Description of the task: Everything from the line containing "of the woodland" through the final line of the records must be transcribed verbatim; nothing else belongs in the result.

Provided data:

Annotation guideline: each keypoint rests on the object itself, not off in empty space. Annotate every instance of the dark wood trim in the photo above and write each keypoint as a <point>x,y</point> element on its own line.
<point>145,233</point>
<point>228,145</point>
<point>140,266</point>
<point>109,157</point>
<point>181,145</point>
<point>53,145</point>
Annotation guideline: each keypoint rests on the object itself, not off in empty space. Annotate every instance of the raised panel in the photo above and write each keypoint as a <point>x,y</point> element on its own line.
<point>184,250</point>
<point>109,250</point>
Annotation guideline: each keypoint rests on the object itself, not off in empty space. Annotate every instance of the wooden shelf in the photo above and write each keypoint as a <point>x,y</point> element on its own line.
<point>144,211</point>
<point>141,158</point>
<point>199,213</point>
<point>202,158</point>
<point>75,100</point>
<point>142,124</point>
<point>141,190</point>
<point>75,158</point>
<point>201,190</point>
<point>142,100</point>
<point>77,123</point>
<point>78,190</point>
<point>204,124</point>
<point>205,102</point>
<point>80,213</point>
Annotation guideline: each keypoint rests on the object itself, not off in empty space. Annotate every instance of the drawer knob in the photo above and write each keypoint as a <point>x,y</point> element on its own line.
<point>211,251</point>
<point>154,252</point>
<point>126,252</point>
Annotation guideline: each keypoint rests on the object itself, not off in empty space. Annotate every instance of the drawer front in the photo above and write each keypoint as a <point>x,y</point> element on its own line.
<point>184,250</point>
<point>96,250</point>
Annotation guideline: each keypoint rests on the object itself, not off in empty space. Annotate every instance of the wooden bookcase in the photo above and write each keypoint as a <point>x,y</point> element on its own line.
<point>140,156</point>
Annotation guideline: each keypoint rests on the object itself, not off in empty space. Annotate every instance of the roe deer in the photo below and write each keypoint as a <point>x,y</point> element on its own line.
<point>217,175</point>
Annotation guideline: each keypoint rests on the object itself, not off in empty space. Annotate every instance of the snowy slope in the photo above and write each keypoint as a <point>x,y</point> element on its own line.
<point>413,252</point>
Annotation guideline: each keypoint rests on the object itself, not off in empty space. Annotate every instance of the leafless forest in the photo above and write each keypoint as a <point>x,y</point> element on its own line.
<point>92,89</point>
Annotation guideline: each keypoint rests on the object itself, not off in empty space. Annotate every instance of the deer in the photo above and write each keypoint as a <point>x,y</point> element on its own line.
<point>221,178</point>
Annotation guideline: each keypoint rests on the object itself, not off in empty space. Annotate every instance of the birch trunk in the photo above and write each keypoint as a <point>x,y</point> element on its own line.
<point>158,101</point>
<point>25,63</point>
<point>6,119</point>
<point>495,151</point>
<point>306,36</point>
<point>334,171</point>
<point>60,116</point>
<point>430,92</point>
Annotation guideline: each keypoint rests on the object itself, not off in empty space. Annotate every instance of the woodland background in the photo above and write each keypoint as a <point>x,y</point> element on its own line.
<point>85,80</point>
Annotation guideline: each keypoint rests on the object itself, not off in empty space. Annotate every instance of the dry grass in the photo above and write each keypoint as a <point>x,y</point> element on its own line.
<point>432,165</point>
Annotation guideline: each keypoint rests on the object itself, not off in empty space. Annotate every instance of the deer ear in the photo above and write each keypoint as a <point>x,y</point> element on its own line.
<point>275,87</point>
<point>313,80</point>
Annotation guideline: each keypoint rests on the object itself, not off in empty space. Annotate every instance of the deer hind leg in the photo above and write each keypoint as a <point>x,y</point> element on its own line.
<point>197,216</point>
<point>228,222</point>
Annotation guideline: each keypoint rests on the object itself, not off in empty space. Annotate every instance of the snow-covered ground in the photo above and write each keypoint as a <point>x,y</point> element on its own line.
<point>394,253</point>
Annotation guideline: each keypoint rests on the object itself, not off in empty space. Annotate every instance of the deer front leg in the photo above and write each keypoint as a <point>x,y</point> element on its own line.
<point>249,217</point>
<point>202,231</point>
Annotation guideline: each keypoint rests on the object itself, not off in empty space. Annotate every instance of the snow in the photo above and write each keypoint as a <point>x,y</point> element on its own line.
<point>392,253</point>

Full response:
Annotation guideline: each keypoint rests on the object itself, not off in empty space. Annotate every instance of the woodland background in the photo above and write each keypoint as a <point>x,y</point> element on its own line.
<point>85,80</point>
Annotation guideline: each keypoint rests on the object itself, not off in empty space. Annotate every instance of the dry grass in the photo above and write each keypoint as a <point>x,y</point> element on its own line.
<point>432,165</point>
Annotation guideline: each keypoint rests on the object itself, not off in empty space. Annotate every instance of the deer ear in the photo above and write each keypoint as a <point>x,y</point> element on its own line.
<point>275,87</point>
<point>313,80</point>
Annotation guideline: each keypoint rests on the object itself, not off in empty space. Annotate every instance of the deer hind leg in the photo above and write each keypoint as a <point>x,y</point> element on its own line.
<point>197,216</point>
<point>228,222</point>
Annotation guideline: each keypoint rests on the object itself, not off in empty space. Annotate every instance of the snow-covered ground in the photo above and write each keypoint as a <point>x,y</point> element on its own line.
<point>394,253</point>
Annotation guideline: each keypoint rests on the object itself, not off in empty space. Annotate every instance of the deer front leg in the photo above and write each keypoint as a <point>x,y</point> element on its own line.
<point>249,217</point>
<point>202,231</point>
Annotation guideline: each keypoint rests on the object itself, not off in empty space. Annotate every instance of the snow in the photo above and write each keypoint as a <point>x,y</point> element on its own line.
<point>392,253</point>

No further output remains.